元の文章:
_____

児童精神科医である著者が、医療少年院での勤務経験をもとに著した本作。
そこで出会った子どもたちに「円を3等分」するように指示したところ、信じがたい分け方をしました。それが由来のこのタイトルは、かなりキャッチ―ですから内容が気になりますよね。
私も書店で目にして、すぐに購入しました。
もちろん話題のベストセラーとなり、小説化、漫画化、ドラマ化されました。
「少年院」といえば、非行に走った子どもたちが収容される施設として、皆様ご存じのはずです。
「医療少年院」はその中で、身体的・精神的なケガや病気はもちろん、身体障害者や知的障害者、および精神的な情緒不安定者が収容され、専門的な矯正教育が施される機関です。
そこで多くの非行少年に接してきた著者は、彼らの多くが
「自分の犯した罪に向き合う」「被害者の気持ちを考える」

_____

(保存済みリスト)
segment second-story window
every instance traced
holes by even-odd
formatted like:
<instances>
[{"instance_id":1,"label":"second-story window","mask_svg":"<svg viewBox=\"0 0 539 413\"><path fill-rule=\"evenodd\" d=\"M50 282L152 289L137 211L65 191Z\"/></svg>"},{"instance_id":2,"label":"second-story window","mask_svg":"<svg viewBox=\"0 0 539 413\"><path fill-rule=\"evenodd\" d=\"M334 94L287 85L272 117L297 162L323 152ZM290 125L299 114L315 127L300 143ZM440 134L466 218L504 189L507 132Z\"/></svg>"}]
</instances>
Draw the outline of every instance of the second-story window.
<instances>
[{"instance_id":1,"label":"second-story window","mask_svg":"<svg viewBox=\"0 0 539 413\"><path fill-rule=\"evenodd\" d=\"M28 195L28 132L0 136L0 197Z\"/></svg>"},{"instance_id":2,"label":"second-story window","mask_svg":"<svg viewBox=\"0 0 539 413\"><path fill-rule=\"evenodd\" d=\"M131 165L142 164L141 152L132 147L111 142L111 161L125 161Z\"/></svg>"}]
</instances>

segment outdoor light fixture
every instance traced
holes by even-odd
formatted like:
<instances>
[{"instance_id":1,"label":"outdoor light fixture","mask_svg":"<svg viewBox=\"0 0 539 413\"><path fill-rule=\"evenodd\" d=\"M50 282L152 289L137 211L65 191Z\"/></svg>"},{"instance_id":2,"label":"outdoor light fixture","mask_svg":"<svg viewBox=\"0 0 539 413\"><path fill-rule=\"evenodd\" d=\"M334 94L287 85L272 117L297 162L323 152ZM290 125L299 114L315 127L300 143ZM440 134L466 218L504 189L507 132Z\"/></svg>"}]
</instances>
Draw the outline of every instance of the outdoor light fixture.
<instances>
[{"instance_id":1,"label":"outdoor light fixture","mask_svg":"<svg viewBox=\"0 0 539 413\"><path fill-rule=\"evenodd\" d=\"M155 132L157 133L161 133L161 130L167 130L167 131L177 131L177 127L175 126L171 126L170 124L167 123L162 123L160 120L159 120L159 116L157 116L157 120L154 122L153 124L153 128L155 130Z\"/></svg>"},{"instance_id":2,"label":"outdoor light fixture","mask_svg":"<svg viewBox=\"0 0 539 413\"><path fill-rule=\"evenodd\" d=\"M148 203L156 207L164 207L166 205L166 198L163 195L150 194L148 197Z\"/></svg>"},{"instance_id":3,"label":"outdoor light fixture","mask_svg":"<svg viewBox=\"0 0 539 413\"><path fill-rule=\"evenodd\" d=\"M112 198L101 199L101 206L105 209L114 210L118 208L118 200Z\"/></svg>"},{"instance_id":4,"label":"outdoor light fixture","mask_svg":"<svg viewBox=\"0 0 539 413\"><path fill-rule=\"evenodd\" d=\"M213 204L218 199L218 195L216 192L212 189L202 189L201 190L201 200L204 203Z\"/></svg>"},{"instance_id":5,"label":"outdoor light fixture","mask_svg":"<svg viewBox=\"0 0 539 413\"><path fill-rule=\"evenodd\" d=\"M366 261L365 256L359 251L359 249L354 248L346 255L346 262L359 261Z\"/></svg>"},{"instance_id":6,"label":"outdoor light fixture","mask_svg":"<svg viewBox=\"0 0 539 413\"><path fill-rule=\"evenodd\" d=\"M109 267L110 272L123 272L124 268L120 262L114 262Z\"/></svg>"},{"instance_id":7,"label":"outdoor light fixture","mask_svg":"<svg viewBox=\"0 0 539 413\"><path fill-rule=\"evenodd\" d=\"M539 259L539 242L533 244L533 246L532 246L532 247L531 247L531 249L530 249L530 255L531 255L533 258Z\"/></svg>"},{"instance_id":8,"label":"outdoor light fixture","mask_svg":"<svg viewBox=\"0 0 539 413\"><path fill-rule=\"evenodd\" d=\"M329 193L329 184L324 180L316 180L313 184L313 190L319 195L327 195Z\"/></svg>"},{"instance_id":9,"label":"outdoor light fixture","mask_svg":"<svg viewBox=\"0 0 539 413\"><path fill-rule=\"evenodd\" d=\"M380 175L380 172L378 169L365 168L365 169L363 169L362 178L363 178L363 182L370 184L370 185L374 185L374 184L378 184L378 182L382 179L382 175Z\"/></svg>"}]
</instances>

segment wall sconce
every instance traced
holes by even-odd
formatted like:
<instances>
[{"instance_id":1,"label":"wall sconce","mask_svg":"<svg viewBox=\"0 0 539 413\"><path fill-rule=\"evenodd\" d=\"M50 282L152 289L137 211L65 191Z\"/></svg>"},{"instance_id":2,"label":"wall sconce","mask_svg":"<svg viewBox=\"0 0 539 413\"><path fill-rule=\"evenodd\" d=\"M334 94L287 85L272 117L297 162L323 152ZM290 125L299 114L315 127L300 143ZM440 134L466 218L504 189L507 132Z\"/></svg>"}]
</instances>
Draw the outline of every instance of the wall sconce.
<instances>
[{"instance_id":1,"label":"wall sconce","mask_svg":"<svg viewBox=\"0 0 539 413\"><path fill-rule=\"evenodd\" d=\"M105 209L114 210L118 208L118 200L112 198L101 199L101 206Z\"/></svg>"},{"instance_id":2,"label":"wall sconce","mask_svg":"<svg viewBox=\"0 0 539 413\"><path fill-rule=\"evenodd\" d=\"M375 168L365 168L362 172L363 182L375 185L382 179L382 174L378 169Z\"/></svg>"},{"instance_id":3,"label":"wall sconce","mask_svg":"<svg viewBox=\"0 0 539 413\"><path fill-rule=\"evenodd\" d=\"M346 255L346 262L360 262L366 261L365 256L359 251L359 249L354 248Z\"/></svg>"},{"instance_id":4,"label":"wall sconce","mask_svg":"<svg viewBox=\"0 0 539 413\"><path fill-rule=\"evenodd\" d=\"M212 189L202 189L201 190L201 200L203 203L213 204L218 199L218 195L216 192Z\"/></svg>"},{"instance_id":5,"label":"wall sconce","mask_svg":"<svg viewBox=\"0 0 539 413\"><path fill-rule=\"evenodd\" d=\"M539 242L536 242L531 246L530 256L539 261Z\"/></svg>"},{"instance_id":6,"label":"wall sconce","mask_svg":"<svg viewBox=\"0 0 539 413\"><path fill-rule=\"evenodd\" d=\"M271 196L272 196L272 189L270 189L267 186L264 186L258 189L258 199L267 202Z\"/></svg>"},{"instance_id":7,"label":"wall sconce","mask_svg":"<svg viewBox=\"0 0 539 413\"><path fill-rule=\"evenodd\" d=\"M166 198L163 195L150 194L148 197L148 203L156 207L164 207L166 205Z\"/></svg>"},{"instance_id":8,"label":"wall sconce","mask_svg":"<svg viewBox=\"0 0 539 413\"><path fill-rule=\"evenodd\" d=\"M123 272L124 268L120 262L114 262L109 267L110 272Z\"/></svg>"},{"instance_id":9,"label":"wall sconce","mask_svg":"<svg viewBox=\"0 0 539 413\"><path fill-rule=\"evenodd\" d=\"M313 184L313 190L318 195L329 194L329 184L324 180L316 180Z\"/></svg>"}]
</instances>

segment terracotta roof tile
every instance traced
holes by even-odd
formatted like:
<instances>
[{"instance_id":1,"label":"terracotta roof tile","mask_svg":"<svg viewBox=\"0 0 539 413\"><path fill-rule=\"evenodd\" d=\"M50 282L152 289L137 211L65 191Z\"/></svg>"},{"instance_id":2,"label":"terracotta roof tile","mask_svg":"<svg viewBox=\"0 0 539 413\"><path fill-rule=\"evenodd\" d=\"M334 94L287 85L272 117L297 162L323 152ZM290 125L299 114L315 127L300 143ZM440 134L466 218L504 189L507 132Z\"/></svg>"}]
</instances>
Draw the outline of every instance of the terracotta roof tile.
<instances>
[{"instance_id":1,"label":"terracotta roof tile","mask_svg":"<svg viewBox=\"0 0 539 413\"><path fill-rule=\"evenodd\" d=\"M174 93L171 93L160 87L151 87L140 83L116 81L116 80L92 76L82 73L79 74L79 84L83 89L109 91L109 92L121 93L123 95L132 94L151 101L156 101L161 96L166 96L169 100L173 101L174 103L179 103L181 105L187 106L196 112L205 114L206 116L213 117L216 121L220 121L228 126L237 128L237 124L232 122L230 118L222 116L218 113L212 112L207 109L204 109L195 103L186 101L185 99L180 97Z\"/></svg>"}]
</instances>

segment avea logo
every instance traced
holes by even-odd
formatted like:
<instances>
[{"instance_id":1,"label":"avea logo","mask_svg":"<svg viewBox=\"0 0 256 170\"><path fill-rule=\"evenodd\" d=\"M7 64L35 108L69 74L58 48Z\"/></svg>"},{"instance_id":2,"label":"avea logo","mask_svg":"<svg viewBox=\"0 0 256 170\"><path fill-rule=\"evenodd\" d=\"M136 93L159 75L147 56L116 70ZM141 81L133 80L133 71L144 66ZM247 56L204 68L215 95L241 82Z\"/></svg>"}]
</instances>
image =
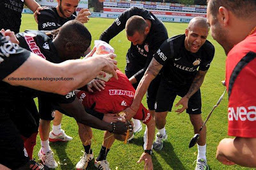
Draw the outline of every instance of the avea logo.
<instances>
[{"instance_id":1,"label":"avea logo","mask_svg":"<svg viewBox=\"0 0 256 170\"><path fill-rule=\"evenodd\" d=\"M55 22L46 22L43 24L43 28L47 27L51 27L51 26L54 26L56 27L56 24Z\"/></svg>"},{"instance_id":2,"label":"avea logo","mask_svg":"<svg viewBox=\"0 0 256 170\"><path fill-rule=\"evenodd\" d=\"M69 92L67 95L66 95L66 98L70 98L71 97L73 97L74 96L75 96L75 91L72 91L71 92Z\"/></svg>"},{"instance_id":3,"label":"avea logo","mask_svg":"<svg viewBox=\"0 0 256 170\"><path fill-rule=\"evenodd\" d=\"M157 55L163 59L163 61L165 61L167 59L163 52L161 52L160 49L158 49L158 50L156 52L156 54L157 54Z\"/></svg>"},{"instance_id":4,"label":"avea logo","mask_svg":"<svg viewBox=\"0 0 256 170\"><path fill-rule=\"evenodd\" d=\"M256 106L228 107L228 121L256 121Z\"/></svg>"},{"instance_id":5,"label":"avea logo","mask_svg":"<svg viewBox=\"0 0 256 170\"><path fill-rule=\"evenodd\" d=\"M84 100L84 97L86 96L86 95L85 94L85 93L83 93L81 95L81 96L80 96L80 97L79 97L79 102L81 102L81 103L83 103L83 101Z\"/></svg>"}]
</instances>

_____

求められる内容:
医療少年院の非行少年を扱った本の紹介文を、最後に示された部分の直後から引き継いで書き進めてください。

最終回答:
といったことが、そもそも困難である点に着目しています。
明らかな「知的障害(IQ70ないし75未満または以下)」と異なるものの、複雑な問題を思考する能力が低い「境界知能(IQ70以上85未満の状態)」の子どもたちだと思われるためです。
私自身、大学で障害児教育が専門だったため、それらの知識は一応あるのですが(現場には出ていませんので、学生の知りうる授業内容程度ですが)。
往々にして、一般の小・中学校で「健常者」を対象とする教職員たちには、そこに一定数存在しているであろう「境界知能」の子どもたちへの理解が乏しいことは、当時から危惧されていました。
「知的障害」のテキストに「精神薄弱」という酷い名称が使われていたような(先生が、テキストの改定が間に合っていないだけで、今は使わない言葉、と念押しはしていましたが)90年代時点でもです。
彼らは一見「普通」の子どもですので、ほとんどが早期の適切な支援を受けることがありません。
しかし実際には、学習困難(授業が理解できない)、認知の歪みによる被害者意識(目が合っただけで「睨まれた」等)のため、日常生活全般に支障を来し苦しんでいます。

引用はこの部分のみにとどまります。